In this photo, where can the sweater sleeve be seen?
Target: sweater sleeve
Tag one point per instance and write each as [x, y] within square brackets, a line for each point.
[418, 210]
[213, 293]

· · · · · · ·

● **Your task**:
Nothing in the records may change; output all of them exactly.

● **Your response**:
In this photo, where can the sweater sleeve be seen?
Target: sweater sleeve
Tag one point per instance and write each as [x, y] within square brackets, a line for each point.
[418, 210]
[213, 293]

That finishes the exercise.